- [Spatial annotation records]
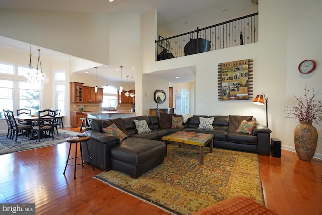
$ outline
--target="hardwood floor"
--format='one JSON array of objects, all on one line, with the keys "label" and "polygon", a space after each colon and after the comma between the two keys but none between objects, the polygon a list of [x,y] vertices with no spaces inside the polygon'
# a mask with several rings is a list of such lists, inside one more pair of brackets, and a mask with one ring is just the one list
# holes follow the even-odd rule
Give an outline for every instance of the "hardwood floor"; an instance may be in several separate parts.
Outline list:
[{"label": "hardwood floor", "polygon": [[[167,214],[93,179],[101,171],[87,164],[77,166],[75,180],[73,166],[63,175],[68,150],[63,143],[1,155],[0,203],[34,203],[36,214]],[[279,214],[322,214],[322,161],[302,161],[284,150],[281,158],[259,157],[267,208]]]}]

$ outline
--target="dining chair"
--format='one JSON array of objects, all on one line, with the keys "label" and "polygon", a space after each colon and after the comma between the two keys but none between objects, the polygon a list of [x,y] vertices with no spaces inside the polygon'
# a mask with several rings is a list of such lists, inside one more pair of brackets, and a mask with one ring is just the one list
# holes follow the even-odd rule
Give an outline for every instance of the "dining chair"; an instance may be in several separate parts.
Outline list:
[{"label": "dining chair", "polygon": [[58,111],[58,113],[57,114],[57,116],[59,117],[58,118],[57,118],[57,120],[56,120],[57,125],[57,126],[58,125],[59,126],[59,129],[61,128],[62,126],[63,128],[64,123],[63,123],[63,121],[62,121],[62,118],[60,117],[60,112],[61,112],[61,110],[59,108],[59,109],[57,109],[56,110]]},{"label": "dining chair", "polygon": [[[55,111],[55,121],[54,122],[54,127],[56,128],[56,130],[57,131],[57,135],[59,135],[58,133],[58,119],[56,118],[59,116],[60,109],[57,109],[54,110]],[[55,132],[55,130],[54,129],[54,133]]]},{"label": "dining chair", "polygon": [[40,138],[47,132],[51,134],[52,139],[54,139],[54,133],[55,111],[45,109],[38,111],[38,119],[36,124],[32,127],[33,139],[35,139],[35,133],[38,135],[38,142],[40,141]]},{"label": "dining chair", "polygon": [[[17,115],[19,116],[22,114],[26,114],[30,116],[31,115],[31,110],[27,108],[21,108],[16,110]],[[18,120],[18,123],[20,124],[26,124],[26,122]]]},{"label": "dining chair", "polygon": [[[6,137],[6,138],[8,138],[8,136],[9,136],[9,139],[11,139],[11,135],[12,134],[12,125],[11,125],[11,122],[10,122],[10,120],[9,119],[8,111],[4,109],[2,110],[4,111],[4,115],[5,116],[6,121],[7,122],[7,127],[8,129],[7,136]],[[10,134],[10,135],[9,135],[9,134]]]},{"label": "dining chair", "polygon": [[16,119],[15,119],[15,116],[14,116],[14,112],[8,110],[8,116],[9,117],[9,119],[10,120],[10,123],[11,123],[11,125],[12,126],[12,136],[11,137],[11,139],[14,139],[14,136],[15,134],[16,134],[16,137],[15,138],[15,141],[17,141],[17,139],[18,137],[18,133],[20,131],[25,131],[25,135],[27,137],[29,137],[29,132],[31,130],[32,126],[30,125],[23,125],[20,124],[18,125],[17,124],[17,122],[16,121]]}]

- [What is asked]
Identify each line of the records in which the word "Give" occurs, and reproduce those lines in full.

- [Result for this task]
Give an outline for every instance of the "hardwood floor"; an instance may be in several separate parts.
Give an outline for every instance of the "dining chair"; an instance may be in several separate parts.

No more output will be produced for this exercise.